WHAT YOU SHOULD DO
Omit every picture, then give all the entries again exactly.

DATA LINES
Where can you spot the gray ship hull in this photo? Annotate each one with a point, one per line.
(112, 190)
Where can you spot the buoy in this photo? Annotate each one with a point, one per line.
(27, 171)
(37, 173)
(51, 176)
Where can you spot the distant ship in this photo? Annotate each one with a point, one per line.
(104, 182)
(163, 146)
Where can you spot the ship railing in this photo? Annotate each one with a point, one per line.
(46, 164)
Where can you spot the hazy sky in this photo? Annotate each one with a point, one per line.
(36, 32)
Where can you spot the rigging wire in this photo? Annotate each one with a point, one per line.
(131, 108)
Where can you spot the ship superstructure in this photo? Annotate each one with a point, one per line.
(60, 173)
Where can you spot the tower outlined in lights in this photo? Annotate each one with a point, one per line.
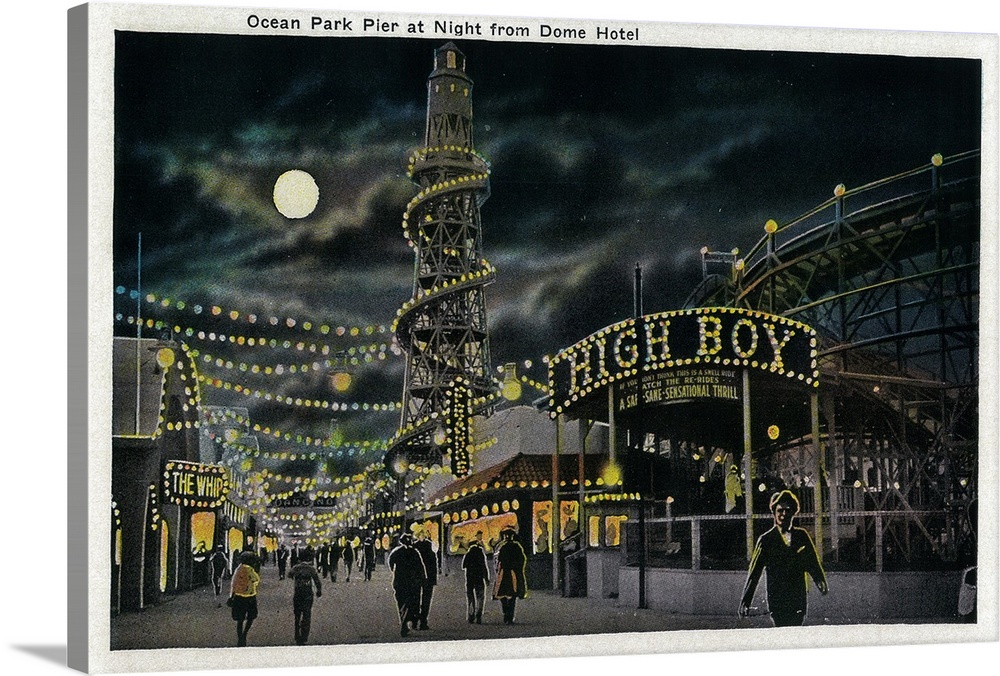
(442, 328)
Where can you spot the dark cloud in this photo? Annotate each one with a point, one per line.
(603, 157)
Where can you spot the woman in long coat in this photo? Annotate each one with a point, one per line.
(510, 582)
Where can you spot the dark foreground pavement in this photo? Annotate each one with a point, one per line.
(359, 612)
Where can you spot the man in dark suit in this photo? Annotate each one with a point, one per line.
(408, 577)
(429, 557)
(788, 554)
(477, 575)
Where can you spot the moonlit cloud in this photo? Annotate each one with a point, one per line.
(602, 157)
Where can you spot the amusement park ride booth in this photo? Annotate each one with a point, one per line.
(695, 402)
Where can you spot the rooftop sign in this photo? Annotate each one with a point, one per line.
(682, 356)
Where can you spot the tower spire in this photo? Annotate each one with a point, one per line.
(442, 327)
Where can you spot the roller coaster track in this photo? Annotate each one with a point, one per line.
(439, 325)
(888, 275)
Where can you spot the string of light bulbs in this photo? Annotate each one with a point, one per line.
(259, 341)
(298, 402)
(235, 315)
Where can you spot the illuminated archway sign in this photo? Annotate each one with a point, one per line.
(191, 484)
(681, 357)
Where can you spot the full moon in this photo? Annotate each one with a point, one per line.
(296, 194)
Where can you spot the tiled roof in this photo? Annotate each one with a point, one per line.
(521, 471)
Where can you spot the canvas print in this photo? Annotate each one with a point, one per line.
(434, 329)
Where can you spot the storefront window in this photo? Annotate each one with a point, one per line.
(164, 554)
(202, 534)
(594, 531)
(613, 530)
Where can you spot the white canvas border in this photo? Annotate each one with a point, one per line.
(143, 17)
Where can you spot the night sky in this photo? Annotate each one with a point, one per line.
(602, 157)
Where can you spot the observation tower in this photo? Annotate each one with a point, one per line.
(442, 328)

SOLVED PROBLEM
Where can you spot the gray ship hull in this photo? Annotate each one with a point, one per line.
(112, 190)
Where can you spot the buoy in this photo? Annotate each one with a point, one per line.
(27, 171)
(37, 173)
(51, 176)
Where can you spot the distant ship in this photo? Annotate each one with a point, one per line.
(104, 182)
(163, 146)
Where can you spot the ship railing in this photo? Annotate each one with a point, one per line.
(46, 164)
Where can you spot the hazy sky in this photo? Annotate each one with a point, one per line.
(36, 32)
Where can you spot the rigging wire in this photo? Annotate each one with a point, one per line.
(131, 108)
Where can you spot the ship superstructure in this photo? Annotate each one with a point, one per line.
(60, 173)
Where can you spot the tower outlined in lights in this photo? Annotate each one with a point, one per line.
(442, 328)
Where can you spot the dark cloud in this photo? Annotate each one with a point, one per line.
(603, 157)
Where can you spot the woman in long coat in this photo? Annotate each one with a point, one per line.
(510, 582)
Where can you spot the dark foreground pavement in this photo? Annotate each one with a point, one per line.
(359, 612)
Where can you spot the man in dark suit in this photo? Annotate each one with a point, one per line.
(408, 577)
(429, 557)
(788, 554)
(477, 575)
Where can you spot the moonlit cloud in this photo? Annotate each one with a point, one per line.
(602, 157)
Where can you spot the amusement park ride booth in this photo? Annotate each one with a point, one per line.
(695, 402)
Where can you spot the rooftop sign in this photo? Annotate each one with a point, one per line.
(682, 356)
Where can you spot the tower spire in this photo? Annotate each one with a point, one per line.
(442, 327)
Where can you spot the roller coaster track in this photo? Annotate each one with a point, one per line.
(439, 325)
(888, 275)
Where can you spot the string of light bulbs in this photo? Annotate each one with a point, one per line.
(259, 341)
(298, 402)
(235, 315)
Where can you spot the illuminated archway sign in this photo? Annotate each one with a point, one per line.
(191, 484)
(681, 357)
Where can you spot the full moon in this photo? Annotate each one with a point, one per line.
(296, 194)
Where can you spot the tiled roof in this photo? Annotate each one with a point, one per line.
(521, 471)
Where can you spot the canvas print in this photo? Annotate each one with a point, one per line.
(434, 329)
Where can you spot the storefront window in this photo? Annotate each one with a point, one per line.
(164, 554)
(202, 534)
(594, 531)
(613, 530)
Where can you spot the white canvas border in this photo? Annotate each one with a point, one per line.
(143, 17)
Where can you spot the night sky in this photo? Annotate each one with a point, one per line.
(602, 157)
Where can you spot the observation tower in this photo? Annotate each one with a point, one per line.
(442, 328)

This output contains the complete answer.